**ТЕКСТ ДЛЯ РАЗБОРА**
------------------------------------------------------------
В Школе корреспондентов смудрили. Выдали корочки дипломов, а табель с оценками – нет. Как узнать, кто как учился? Я была отличницей, но были те, кто едва дотягивали до трояков. Корочки все красного цвета, и мы заплатили за них по 150 р.
Потом прошел слух, в виде “сарафанного радио”, что в министерстве есть десять мест для “особо одаренных”. Для тех, кто должен продолжить учебу за границей. Директор Школы корреспондентов бегом побежал в министерство. Интересно, кто поедет учиться в Европу?
Я составила списки мирных жителей, которые пострадали при обстреле 21 октября 1999 г. Но фамилий немного – только те, чьих родственников я нашла сейчас. Наши торговые ряды были на большом расстоянии от эпицентра взрыва.
В организации “Мемориал” сотрудники выдали лекарства, витамины – для поддержки больного сердца мамы. Спасибо!
02.06.
Сессия накрылась медным тазом!
Габи выручает меня, делает ксерокопии лекций – иначе как потом буду сдавать экзамены?
------------------------------------------------------------
Дословно воспроизведите фрагмент текста для разбора от слов «Я составила списки» до слов «накрылась медным тазом!».
------------------------------------------------------------
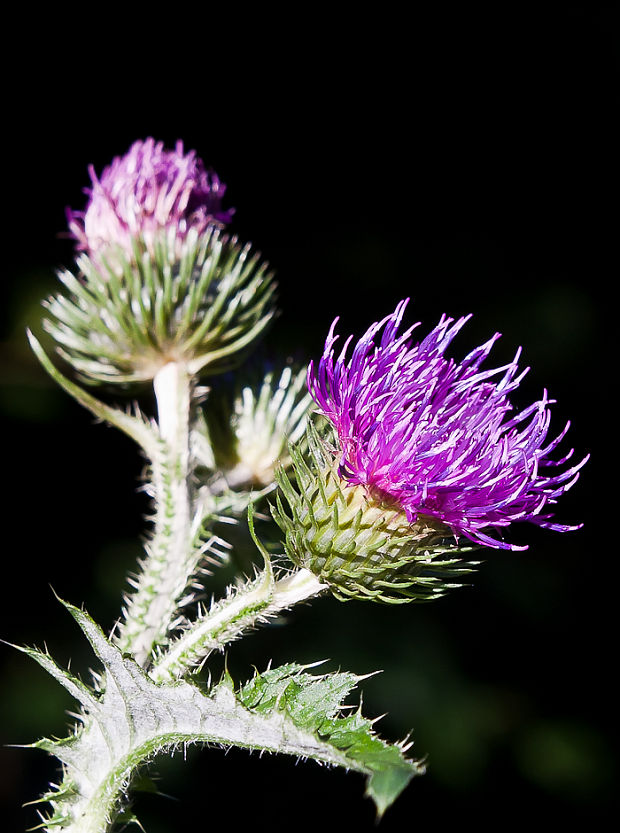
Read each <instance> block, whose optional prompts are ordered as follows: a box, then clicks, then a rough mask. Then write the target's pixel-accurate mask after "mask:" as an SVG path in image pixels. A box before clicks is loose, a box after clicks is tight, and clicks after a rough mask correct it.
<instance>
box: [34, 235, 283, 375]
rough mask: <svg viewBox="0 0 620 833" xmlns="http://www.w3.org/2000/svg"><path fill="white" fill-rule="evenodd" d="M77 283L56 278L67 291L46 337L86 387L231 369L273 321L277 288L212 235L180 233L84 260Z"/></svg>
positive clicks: (53, 300) (48, 323)
mask: <svg viewBox="0 0 620 833" xmlns="http://www.w3.org/2000/svg"><path fill="white" fill-rule="evenodd" d="M77 265H78V269H79V275H78V276H77V277H76V275H74V274H73V273H72V272H70V271H68V270H67V271H64V272H61V273H59V278H60V280H61V281H62V283H63V284H64V285H65V287H66V288H67V290H68V293H66V294H58V295H56V296H53V297H51V298H50V299H49V300H48V301H47V302H46V307H47V309H48V311H49V314H50V317H49V318H48V319H46V321H45V326H46V329H47V330H48V331H49V332H50V333H51V335H52V336H53V338H54V339H55V341H56V342H57V343H58V345H59V348H58V349H59V352H60V353H61V355H62V356H63V357H64V358H65V359H66V360H67V361H68V362H69V363H70V364H72V365H73V367H74V368H75V369H76V370H77V371H78V372H79V374H80V376H81V377H82V378H83V379H84V380H85V381H88V382H91V383H92V382H95V383H97V382H118V383H130V382H141V381H146V380H150V379H153V378H154V376H155V375H156V373H157V371H158V370H159V369H160V368H161V367H162V366H163V365H165V364H166V363H168V362H170V361H176V362H183V363H184V364H186V365H187V368H188V371H189V373H190V374H198V373H201V374H214V373H220V372H222V371H225V370H227V369H229V368H231V367H234V366H235V365H236V364H237V363H238V362H239V361H240V360H241V358H243V356H244V354H245V351H246V349H247V348H248V347H249V346H250V345H251V344H252V343H253V342H254V341H255V340H256V338H257V337H258V336H259V335H260V334H261V333H262V332H263V330H264V329H265V327H266V326H267V324H268V323H269V321H270V320H271V318H272V317H273V315H274V313H275V308H274V303H273V298H274V291H275V283H274V281H273V275H272V273H270V272H269V271H268V267H267V264H266V263H262V262H261V261H260V256H259V254H257V253H254V254H253V253H252V252H251V250H250V247H249V246H241V245H240V244H239V243H238V241H237V239H236V238H234V237H232V238H231V237H229V236H228V235H225V234H222V233H220V232H219V231H218V230H217V229H215V228H209V229H208V230H207V231H205V232H203V233H202V234H197V233H196V232H195V231H193V230H190V232H189V233H188V234H187V237H186V238H185V239H184V240H181V241H180V240H179V239H177V237H176V236H175V234H174V230H172V231H169V232H168V233H167V234H164V233H162V234H161V235H160V236H159V237H158V238H157V239H156V241H155V242H154V243H153V244H151V245H149V246H147V245H146V243H145V241H143V240H141V239H140V238H135V239H134V247H133V255H132V257H129V255H128V254H127V253H126V252H125V251H123V250H122V249H121V248H120V247H113V246H110V247H108V249H107V250H106V256H104V255H98V256H97V258H93V257H89V256H88V255H86V254H84V255H81V256H80V257H79V258H78V260H77Z"/></svg>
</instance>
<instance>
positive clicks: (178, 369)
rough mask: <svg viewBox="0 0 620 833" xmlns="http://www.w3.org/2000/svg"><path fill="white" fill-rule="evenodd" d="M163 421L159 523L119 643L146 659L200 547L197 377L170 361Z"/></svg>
mask: <svg viewBox="0 0 620 833" xmlns="http://www.w3.org/2000/svg"><path fill="white" fill-rule="evenodd" d="M153 387H154V390H155V397H156V400H157V410H158V422H159V437H160V442H159V454H158V455H156V456H155V458H154V459H153V460H152V461H151V465H152V478H153V482H152V489H153V496H154V500H155V517H154V522H155V528H154V532H153V537H152V539H151V541H150V542H149V544H148V545H147V547H146V556H145V558H144V559H143V561H142V563H141V568H142V569H141V573H140V575H139V577H138V578H137V579H136V580H135V582H134V583H133V584H134V587H135V592H134V593H133V594H132V595H131V596H130V597H129V599H128V600H127V604H126V609H125V620H124V622H123V623H122V624H121V625H120V627H119V630H118V633H117V636H116V643H117V645H118V646H119V647H120V648H121V650H122V651H125V652H127V653H130V654H132V655H133V656H134V657H135V660H136V662H137V663H138V664H140V665H146V664H148V662H149V659H150V656H151V654H152V651H153V648H154V646H155V645H157V644H159V643H161V642H163V641H165V639H166V637H167V635H168V632H169V630H170V628H171V626H172V624H173V622H174V619H175V616H176V615H177V611H178V608H179V606H180V602H181V599H182V596H183V594H184V592H185V590H186V588H187V584H188V581H189V578H190V576H191V574H192V573H193V572H194V570H195V568H196V565H197V560H198V558H199V552H198V551H197V549H196V547H195V546H194V544H193V536H192V530H191V498H190V487H189V475H190V462H189V460H190V456H189V414H190V403H191V377H190V375H189V373H188V371H187V368H186V367H185V366H184V365H183V364H182V363H180V362H168V363H167V364H166V365H164V366H163V367H162V368H161V370H159V372H158V373H157V374H156V376H155V378H154V380H153Z"/></svg>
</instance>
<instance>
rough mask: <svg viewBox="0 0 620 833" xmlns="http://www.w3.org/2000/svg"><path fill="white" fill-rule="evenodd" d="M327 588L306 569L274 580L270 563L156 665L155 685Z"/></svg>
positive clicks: (185, 633) (224, 600) (218, 606)
mask: <svg viewBox="0 0 620 833" xmlns="http://www.w3.org/2000/svg"><path fill="white" fill-rule="evenodd" d="M326 586H327V585H325V584H321V583H320V581H319V580H318V579H317V578H316V576H315V575H313V573H311V572H310V571H309V570H305V569H301V570H297V571H296V572H294V573H292V574H291V575H289V576H287V577H286V578H283V579H280V580H278V581H274V580H273V573H272V571H271V566H270V565H269V563H267V566H266V567H265V570H264V572H263V573H261V575H259V577H258V578H257V579H256V580H255V581H252V582H248V583H247V584H246V585H244V586H243V587H240V588H238V589H237V590H235V591H234V592H233V593H232V594H231V595H230V596H229V597H228V598H227V599H224V600H223V601H221V602H218V603H217V604H215V605H214V606H213V607H212V608H211V610H210V611H209V612H208V613H207V614H206V615H205V616H203V617H201V618H199V619H198V620H197V621H196V622H194V624H193V625H192V626H191V627H190V628H188V629H187V630H186V631H185V633H183V634H182V635H181V636H180V637H179V638H178V639H177V640H176V642H174V643H173V644H172V646H171V647H170V648H169V649H168V650H167V651H166V653H165V654H163V655H162V656H161V657H160V658H159V660H157V661H156V662H155V663H154V665H153V668H152V669H151V671H150V676H151V678H152V679H153V680H155V682H170V681H171V680H175V679H178V678H180V677H182V676H184V675H185V674H186V673H187V671H188V670H190V669H191V668H194V667H196V666H197V665H200V664H201V663H202V662H204V661H205V660H206V659H207V657H208V656H209V654H210V653H211V652H212V651H215V650H221V649H222V648H224V646H225V645H227V644H228V643H229V642H232V641H233V640H235V639H237V638H239V637H240V636H241V635H242V633H243V632H244V631H245V630H247V629H248V628H251V627H253V626H255V625H256V624H257V623H258V622H260V621H266V620H267V619H268V618H270V617H272V616H275V615H277V614H278V613H280V612H281V611H282V610H286V609H287V608H290V607H292V606H293V605H294V604H297V603H298V602H301V601H304V600H305V599H309V598H311V597H312V596H316V595H318V594H319V593H321V591H323V590H325V589H326Z"/></svg>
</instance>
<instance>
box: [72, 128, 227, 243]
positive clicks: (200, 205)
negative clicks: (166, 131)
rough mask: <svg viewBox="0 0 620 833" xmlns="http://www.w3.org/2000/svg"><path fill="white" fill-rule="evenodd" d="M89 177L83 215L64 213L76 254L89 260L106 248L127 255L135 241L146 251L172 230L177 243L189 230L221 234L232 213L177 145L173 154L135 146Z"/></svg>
mask: <svg viewBox="0 0 620 833" xmlns="http://www.w3.org/2000/svg"><path fill="white" fill-rule="evenodd" d="M89 174H90V178H91V182H92V187H91V188H87V189H85V193H86V194H87V195H88V197H89V201H88V205H87V206H86V210H85V211H73V210H71V209H67V220H68V223H69V229H70V231H71V233H72V235H73V236H74V237H75V239H76V240H77V248H78V249H80V250H81V251H86V252H88V253H89V254H90V255H95V254H97V253H98V252H99V251H100V250H102V249H104V248H106V247H107V246H109V245H110V244H115V245H117V246H119V247H120V248H121V249H122V250H124V251H125V252H127V253H131V252H132V245H133V244H132V240H133V239H135V238H137V237H139V238H141V239H142V240H144V241H145V242H146V244H147V245H149V246H150V245H151V244H152V243H153V240H154V239H155V237H156V236H157V235H158V234H159V233H160V232H162V231H164V232H168V231H169V230H170V229H173V230H174V232H175V237H176V239H177V240H179V241H180V240H182V239H184V237H185V236H186V234H187V232H188V231H189V230H190V229H195V230H196V232H198V233H199V234H200V233H202V232H203V231H205V229H207V228H208V227H209V226H216V227H218V228H222V227H223V226H224V225H226V224H227V223H228V222H230V219H231V216H232V213H233V212H232V211H231V210H228V211H224V210H223V209H222V207H221V201H222V197H223V196H224V192H225V191H226V186H225V185H224V184H223V183H221V182H220V180H219V179H218V177H217V174H215V173H214V172H213V171H207V170H205V168H204V165H203V163H202V161H201V160H200V159H198V158H197V157H196V154H195V152H194V151H193V150H192V151H190V152H189V153H187V154H185V153H184V152H183V142H181V141H179V142H177V144H176V147H175V149H174V150H165V149H164V146H163V142H155V140H154V139H151V138H149V139H146V140H145V141H144V142H142V141H138V142H134V144H133V145H132V146H131V148H130V149H129V151H128V152H127V153H126V154H125V155H124V156H122V157H116V158H115V159H114V161H113V162H112V164H111V165H109V166H108V167H107V168H104V170H103V173H102V174H101V176H100V177H98V176H97V174H96V173H95V170H94V168H93V166H92V165H91V166H90V167H89Z"/></svg>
------------------------------------------------------------
**ОТВЕТ**
Я составила списки мирных жителей, которые пострадали при обстреле 21 октября 1999 г. Но фамилий немного – только те, чьих родственников я нашла сейчас. Наши торговые ряды были на большом расстоянии от эпицентра взрыва.
В организации “Мемориал” сотрудники выдали лекарства, витамины – для поддержки больного сердца мамы. Спасибо!
02.06.
Сессия накрылась медным тазом!